◆ EXERCISE DETAILS
Go through the data and retrieve each line that includes the string "foreground".

Source records
# # #

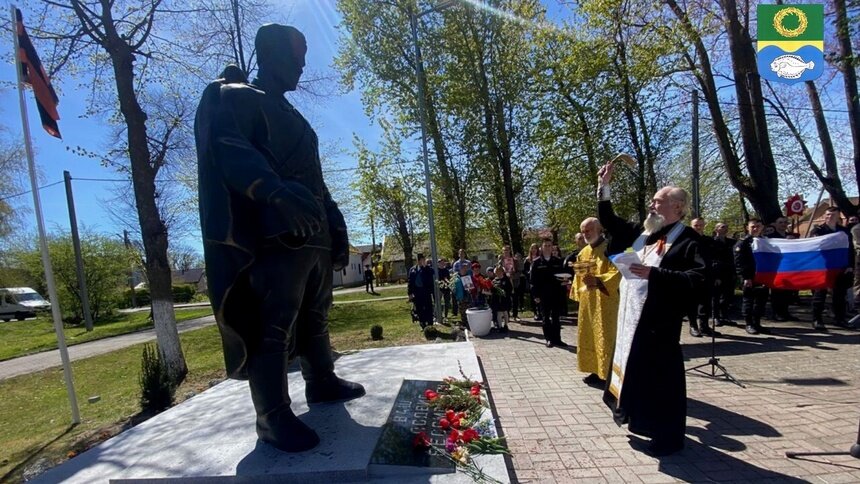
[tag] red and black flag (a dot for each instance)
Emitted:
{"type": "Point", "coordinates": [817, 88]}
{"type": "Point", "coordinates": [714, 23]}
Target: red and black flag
{"type": "Point", "coordinates": [34, 75]}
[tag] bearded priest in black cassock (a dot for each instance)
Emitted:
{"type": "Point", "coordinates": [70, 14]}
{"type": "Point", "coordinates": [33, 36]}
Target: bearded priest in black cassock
{"type": "Point", "coordinates": [647, 386]}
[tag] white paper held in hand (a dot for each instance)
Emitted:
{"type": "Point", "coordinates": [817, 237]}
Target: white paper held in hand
{"type": "Point", "coordinates": [623, 262]}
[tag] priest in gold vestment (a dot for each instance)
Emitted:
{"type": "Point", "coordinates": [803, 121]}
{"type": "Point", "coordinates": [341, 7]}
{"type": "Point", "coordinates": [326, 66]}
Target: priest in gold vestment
{"type": "Point", "coordinates": [595, 286]}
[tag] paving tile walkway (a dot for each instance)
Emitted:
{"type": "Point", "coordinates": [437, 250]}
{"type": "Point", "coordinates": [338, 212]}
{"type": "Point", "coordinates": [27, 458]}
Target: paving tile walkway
{"type": "Point", "coordinates": [801, 394]}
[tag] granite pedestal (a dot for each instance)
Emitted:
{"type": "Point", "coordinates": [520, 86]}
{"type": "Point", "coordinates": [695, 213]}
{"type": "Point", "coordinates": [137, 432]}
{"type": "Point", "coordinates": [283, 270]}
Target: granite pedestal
{"type": "Point", "coordinates": [211, 437]}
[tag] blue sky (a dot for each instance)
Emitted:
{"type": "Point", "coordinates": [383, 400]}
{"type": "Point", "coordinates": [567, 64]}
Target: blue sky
{"type": "Point", "coordinates": [335, 118]}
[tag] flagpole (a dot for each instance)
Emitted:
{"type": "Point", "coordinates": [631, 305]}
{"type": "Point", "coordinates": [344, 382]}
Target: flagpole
{"type": "Point", "coordinates": [46, 260]}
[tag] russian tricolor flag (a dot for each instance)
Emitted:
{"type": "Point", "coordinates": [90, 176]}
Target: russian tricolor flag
{"type": "Point", "coordinates": [800, 264]}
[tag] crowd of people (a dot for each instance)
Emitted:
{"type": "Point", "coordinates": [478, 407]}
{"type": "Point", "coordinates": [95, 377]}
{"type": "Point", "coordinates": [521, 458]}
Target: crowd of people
{"type": "Point", "coordinates": [634, 285]}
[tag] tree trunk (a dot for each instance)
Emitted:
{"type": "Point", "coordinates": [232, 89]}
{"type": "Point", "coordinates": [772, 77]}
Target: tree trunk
{"type": "Point", "coordinates": [753, 123]}
{"type": "Point", "coordinates": [849, 75]}
{"type": "Point", "coordinates": [153, 230]}
{"type": "Point", "coordinates": [832, 185]}
{"type": "Point", "coordinates": [764, 201]}
{"type": "Point", "coordinates": [516, 233]}
{"type": "Point", "coordinates": [832, 181]}
{"type": "Point", "coordinates": [448, 178]}
{"type": "Point", "coordinates": [620, 63]}
{"type": "Point", "coordinates": [405, 238]}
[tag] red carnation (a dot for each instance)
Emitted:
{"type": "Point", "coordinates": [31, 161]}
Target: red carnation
{"type": "Point", "coordinates": [421, 441]}
{"type": "Point", "coordinates": [470, 435]}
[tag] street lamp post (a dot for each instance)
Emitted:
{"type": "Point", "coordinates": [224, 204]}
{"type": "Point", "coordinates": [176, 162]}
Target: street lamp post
{"type": "Point", "coordinates": [419, 75]}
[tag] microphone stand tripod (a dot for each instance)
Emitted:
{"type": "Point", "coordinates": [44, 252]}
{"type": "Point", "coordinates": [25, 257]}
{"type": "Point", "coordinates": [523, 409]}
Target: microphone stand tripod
{"type": "Point", "coordinates": [714, 363]}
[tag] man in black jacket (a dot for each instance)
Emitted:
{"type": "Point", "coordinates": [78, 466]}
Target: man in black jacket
{"type": "Point", "coordinates": [548, 293]}
{"type": "Point", "coordinates": [780, 298]}
{"type": "Point", "coordinates": [755, 295]}
{"type": "Point", "coordinates": [832, 225]}
{"type": "Point", "coordinates": [420, 290]}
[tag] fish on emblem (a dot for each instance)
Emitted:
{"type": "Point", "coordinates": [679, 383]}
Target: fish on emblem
{"type": "Point", "coordinates": [790, 66]}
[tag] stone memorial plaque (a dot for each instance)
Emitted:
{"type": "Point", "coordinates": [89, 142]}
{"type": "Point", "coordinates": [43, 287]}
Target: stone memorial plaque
{"type": "Point", "coordinates": [410, 414]}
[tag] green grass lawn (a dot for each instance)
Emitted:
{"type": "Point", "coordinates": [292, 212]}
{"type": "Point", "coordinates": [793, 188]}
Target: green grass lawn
{"type": "Point", "coordinates": [382, 291]}
{"type": "Point", "coordinates": [34, 411]}
{"type": "Point", "coordinates": [19, 338]}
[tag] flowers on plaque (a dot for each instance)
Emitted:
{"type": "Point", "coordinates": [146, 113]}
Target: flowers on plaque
{"type": "Point", "coordinates": [469, 433]}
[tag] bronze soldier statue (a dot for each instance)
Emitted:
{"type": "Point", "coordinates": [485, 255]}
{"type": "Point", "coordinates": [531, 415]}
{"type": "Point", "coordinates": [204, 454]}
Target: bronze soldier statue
{"type": "Point", "coordinates": [272, 235]}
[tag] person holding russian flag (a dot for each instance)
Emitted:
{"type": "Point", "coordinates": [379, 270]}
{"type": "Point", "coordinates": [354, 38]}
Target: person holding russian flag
{"type": "Point", "coordinates": [843, 279]}
{"type": "Point", "coordinates": [754, 292]}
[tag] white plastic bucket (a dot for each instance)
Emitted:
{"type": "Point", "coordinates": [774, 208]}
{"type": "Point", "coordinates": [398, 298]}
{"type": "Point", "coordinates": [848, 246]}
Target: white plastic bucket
{"type": "Point", "coordinates": [480, 321]}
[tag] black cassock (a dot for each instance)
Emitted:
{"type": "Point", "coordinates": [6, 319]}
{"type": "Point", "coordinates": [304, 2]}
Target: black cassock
{"type": "Point", "coordinates": [654, 396]}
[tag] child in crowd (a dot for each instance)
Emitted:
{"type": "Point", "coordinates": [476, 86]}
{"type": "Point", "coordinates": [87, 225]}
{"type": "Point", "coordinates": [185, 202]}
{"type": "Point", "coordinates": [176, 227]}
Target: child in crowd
{"type": "Point", "coordinates": [464, 287]}
{"type": "Point", "coordinates": [500, 302]}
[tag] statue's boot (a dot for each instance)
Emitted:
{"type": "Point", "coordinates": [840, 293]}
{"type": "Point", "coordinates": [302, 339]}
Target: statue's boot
{"type": "Point", "coordinates": [276, 422]}
{"type": "Point", "coordinates": [321, 384]}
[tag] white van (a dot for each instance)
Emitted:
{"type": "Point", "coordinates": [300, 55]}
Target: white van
{"type": "Point", "coordinates": [26, 297]}
{"type": "Point", "coordinates": [9, 309]}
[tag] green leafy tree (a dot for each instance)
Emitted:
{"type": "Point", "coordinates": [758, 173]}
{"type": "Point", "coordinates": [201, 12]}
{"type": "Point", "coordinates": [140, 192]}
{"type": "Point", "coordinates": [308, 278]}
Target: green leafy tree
{"type": "Point", "coordinates": [390, 189]}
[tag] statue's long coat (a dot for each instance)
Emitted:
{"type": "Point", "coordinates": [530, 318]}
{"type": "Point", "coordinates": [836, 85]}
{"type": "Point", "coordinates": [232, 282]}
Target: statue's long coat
{"type": "Point", "coordinates": [251, 148]}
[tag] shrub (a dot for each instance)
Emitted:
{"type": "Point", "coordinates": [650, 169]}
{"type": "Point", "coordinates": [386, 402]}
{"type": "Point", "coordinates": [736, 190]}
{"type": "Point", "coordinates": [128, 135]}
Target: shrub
{"type": "Point", "coordinates": [183, 293]}
{"type": "Point", "coordinates": [141, 297]}
{"type": "Point", "coordinates": [156, 389]}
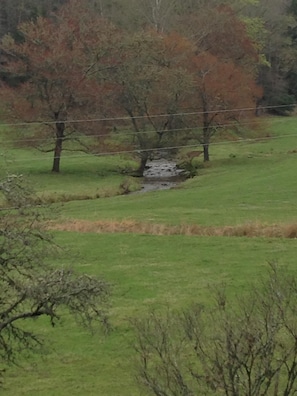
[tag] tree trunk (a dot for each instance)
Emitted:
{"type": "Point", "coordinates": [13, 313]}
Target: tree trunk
{"type": "Point", "coordinates": [206, 152]}
{"type": "Point", "coordinates": [143, 160]}
{"type": "Point", "coordinates": [60, 127]}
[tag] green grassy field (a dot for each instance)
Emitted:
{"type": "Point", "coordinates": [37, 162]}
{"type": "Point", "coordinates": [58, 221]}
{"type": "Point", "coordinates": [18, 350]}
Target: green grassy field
{"type": "Point", "coordinates": [246, 182]}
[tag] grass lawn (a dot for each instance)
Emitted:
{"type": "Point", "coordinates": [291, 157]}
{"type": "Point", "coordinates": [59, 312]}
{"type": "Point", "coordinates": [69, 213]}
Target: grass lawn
{"type": "Point", "coordinates": [144, 271]}
{"type": "Point", "coordinates": [246, 181]}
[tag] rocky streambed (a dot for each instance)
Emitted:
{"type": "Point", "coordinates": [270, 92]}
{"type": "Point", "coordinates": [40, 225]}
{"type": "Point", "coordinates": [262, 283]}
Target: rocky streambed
{"type": "Point", "coordinates": [161, 174]}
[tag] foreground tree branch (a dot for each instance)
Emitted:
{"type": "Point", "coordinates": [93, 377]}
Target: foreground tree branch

# # #

◆ ANSWER TO THIS TASK
[tag] foreground tree branch (a dot for each instance)
Target: foreground tree branch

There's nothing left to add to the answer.